>> start Data provided

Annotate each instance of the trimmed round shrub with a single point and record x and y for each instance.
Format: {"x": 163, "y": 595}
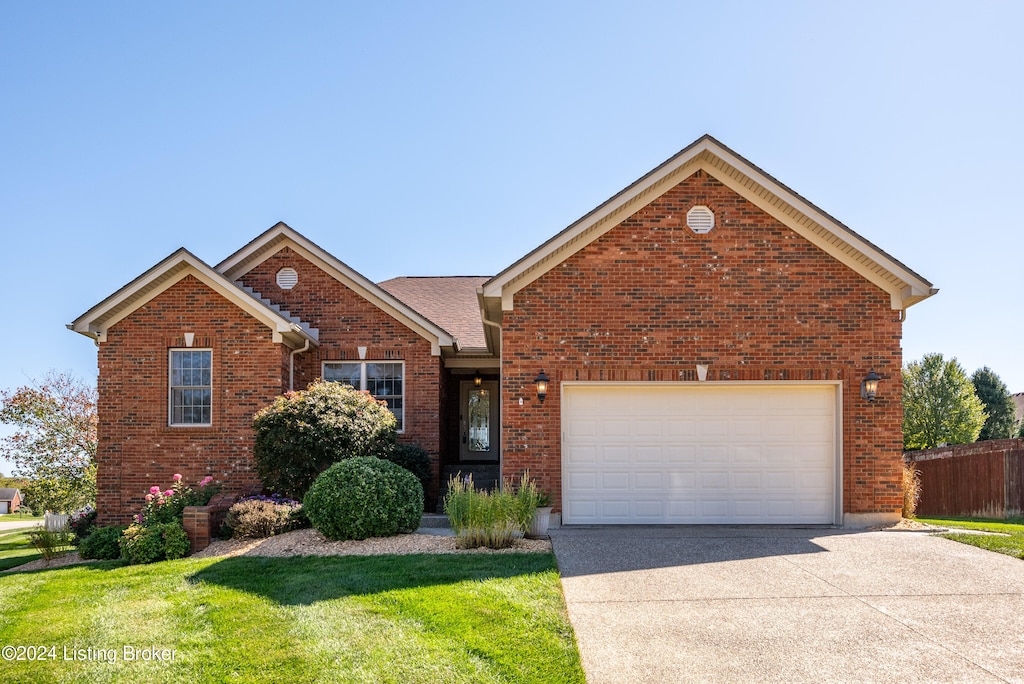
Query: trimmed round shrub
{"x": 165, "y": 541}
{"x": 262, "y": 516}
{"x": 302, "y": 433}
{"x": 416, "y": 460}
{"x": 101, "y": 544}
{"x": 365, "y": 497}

>> end Data provided

• Task instructions: Can you reproduce the listing above line by line, requests included, with 133 added to every x and y coordinate in the answers? Change only the answer coordinates, and leave the pictures out.

• Task solution:
Annotate each instance of the trimmed round shrub with a single point and record x and y for each instance.
Format: {"x": 163, "y": 595}
Query: trimmed round shrub
{"x": 298, "y": 674}
{"x": 395, "y": 649}
{"x": 435, "y": 566}
{"x": 549, "y": 593}
{"x": 234, "y": 677}
{"x": 498, "y": 630}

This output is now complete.